Development and applications of noncanonical amino acid-targeted click chemistries

Abstract

This dissertation explores the development and applications of bioorthogonal chemistries, particularly focusing on genetically encoded methods for site-specific protein modification. Advances in genetic code expansion (GCE), such as the development of efficient aminoacyl tRNA synthetase (aaRS) enzymes, enable the incorporation of noncanonical amino acids (ncAAs) with bioorthogonal handles into proteins, allowing precise chemical modifications with diverse applications in basic biological research and therapeutic development. Here, I present new methodologies for chemoselective modification at encoded 5-hydroxytryptophan (5HTP) residues under mild oxidative conditions. I demonstrate that such reactions allow up to three distinct modifications at a single protein residue, facilitating the creation of functional multicomponent bioconjugates. This work also explores the use of our aaRS enzymes in nascent proteome tracking, allowing cell-type-specific labeling and time-resolved tracking of newly synthesized proteins in complex biological systems. Further, I demonstrate that genetically encoded biosynthesis and proteome-wide incorporation of 5HTP allows selective enrichment from mixed bacterial and mammalian environments when using our mild oxidative conditions to label the residues. These new bioorthogonal chemistries and enzymes for their proteomic incorporation enable the creation of antibody-drug conjugates, protein-protein conjugates, and enable access to new methods of nascent proteome labelling and enrichment.

» Data under study:
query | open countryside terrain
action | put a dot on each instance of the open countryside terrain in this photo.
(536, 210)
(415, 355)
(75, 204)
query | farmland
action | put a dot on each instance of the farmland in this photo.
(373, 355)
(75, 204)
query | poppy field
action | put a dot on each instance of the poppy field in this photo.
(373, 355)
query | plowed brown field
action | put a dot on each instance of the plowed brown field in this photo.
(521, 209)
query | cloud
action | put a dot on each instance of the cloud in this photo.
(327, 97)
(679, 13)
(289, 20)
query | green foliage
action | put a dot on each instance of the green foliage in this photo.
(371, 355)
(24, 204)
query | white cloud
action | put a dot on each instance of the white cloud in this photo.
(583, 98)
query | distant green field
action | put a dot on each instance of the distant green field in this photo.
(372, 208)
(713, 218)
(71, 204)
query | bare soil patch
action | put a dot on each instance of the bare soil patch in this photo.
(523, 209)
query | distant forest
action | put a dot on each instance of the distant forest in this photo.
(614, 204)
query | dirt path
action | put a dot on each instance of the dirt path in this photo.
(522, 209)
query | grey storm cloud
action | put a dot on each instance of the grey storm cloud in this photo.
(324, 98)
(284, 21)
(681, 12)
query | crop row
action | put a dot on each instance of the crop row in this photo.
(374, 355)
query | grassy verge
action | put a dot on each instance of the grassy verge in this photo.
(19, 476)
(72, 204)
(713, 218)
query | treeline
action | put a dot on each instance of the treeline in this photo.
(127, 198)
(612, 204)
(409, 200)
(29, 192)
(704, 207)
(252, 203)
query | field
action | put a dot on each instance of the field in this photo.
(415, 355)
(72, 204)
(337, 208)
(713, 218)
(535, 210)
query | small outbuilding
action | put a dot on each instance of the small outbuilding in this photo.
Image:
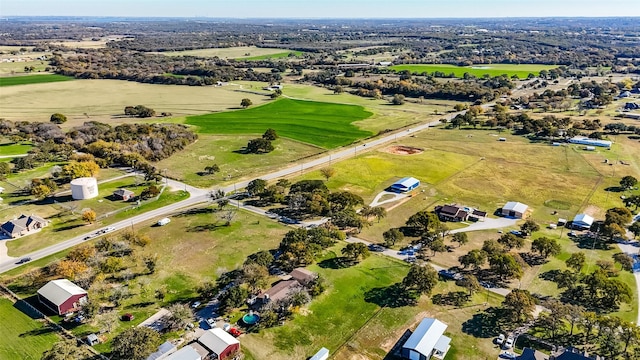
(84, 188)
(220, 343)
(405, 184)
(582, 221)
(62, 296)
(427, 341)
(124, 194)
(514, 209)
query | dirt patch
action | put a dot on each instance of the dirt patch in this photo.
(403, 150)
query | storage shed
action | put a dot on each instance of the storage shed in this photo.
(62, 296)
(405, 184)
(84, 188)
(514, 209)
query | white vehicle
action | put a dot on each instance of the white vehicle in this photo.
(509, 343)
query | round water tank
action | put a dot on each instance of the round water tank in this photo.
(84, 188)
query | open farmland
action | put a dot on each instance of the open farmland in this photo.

--

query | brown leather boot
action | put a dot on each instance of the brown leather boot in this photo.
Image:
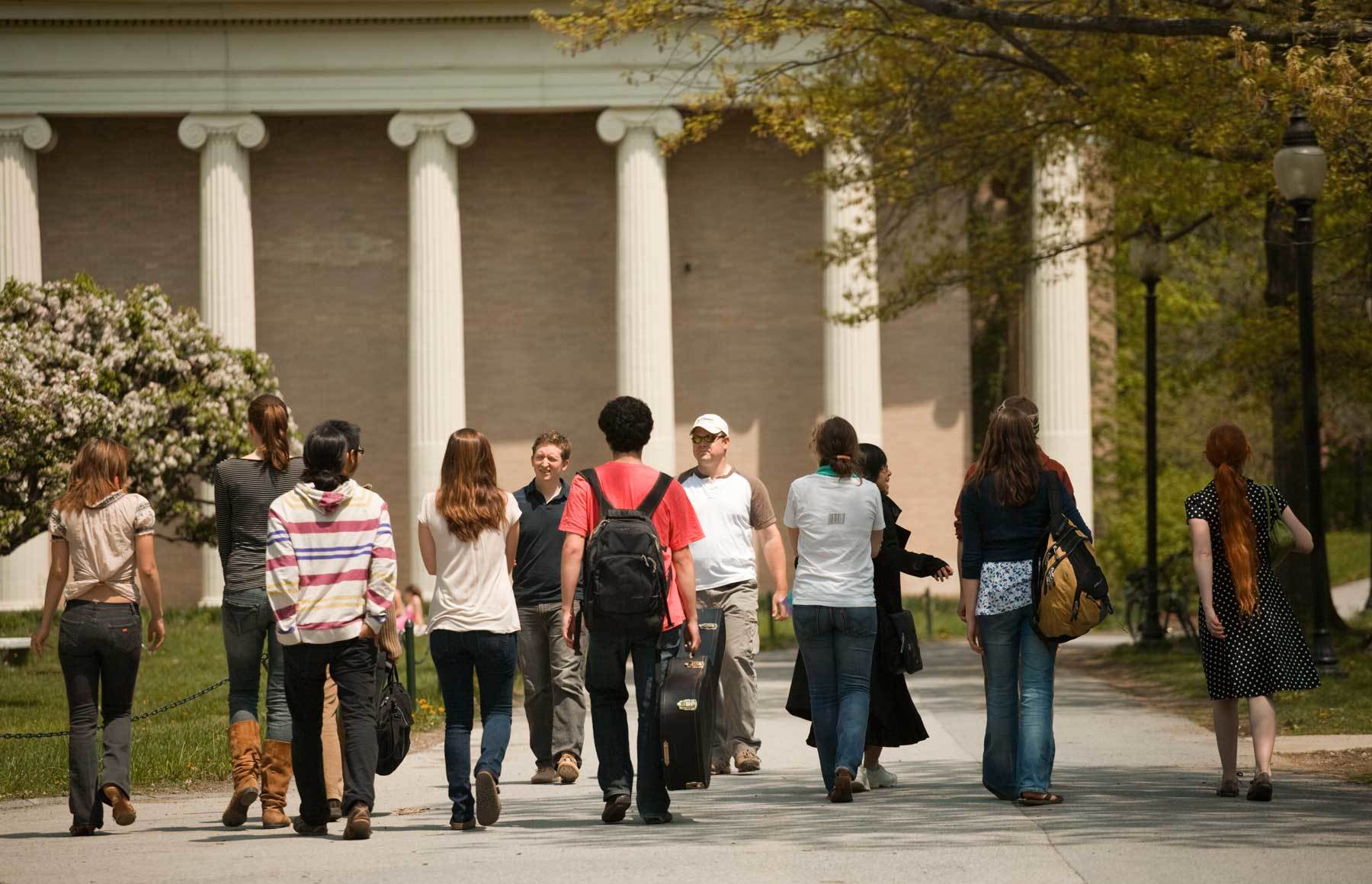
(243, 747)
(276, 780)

» Required actions:
1. According to the dissertation abstract, under what conditions are encoded 5-hydroxytryptophan residues chemoselectively modified?
2. Decide whether each statement agrees with the dissertation abstract. Answer yes or no, and quote the deciding words.
(a) The reactions permit as many as three distinct modifications at one protein residue.
(b) Proteome-wide incorporation of 5HTP permits selective enrichment only from bacterial environments.
(c) The aaRS enzymes permit cell-type-specific labeling of newly synthesized proteins.
3. List every abbreviation that the dissertation abstract defines, and give the expansion of each.

» Exercise solutions:
1. Under mild oxidative conditions.

2.
(a) Yes: "such reactions allow up to three distinct modifications at a single protein residue"
(b) No: "allows selective enrichment from mixed bacterial and mammalian environments"
(c) Yes: "allowing cell-type-specific labeling and time-resolved tracking of newly synthesized proteins"

3.
GCE: genetic code expansion
aaRS: aminoacyl tRNA synthetase
ncAAs: noncanonical amino acids
5HTP: 5-hydroxytryptophan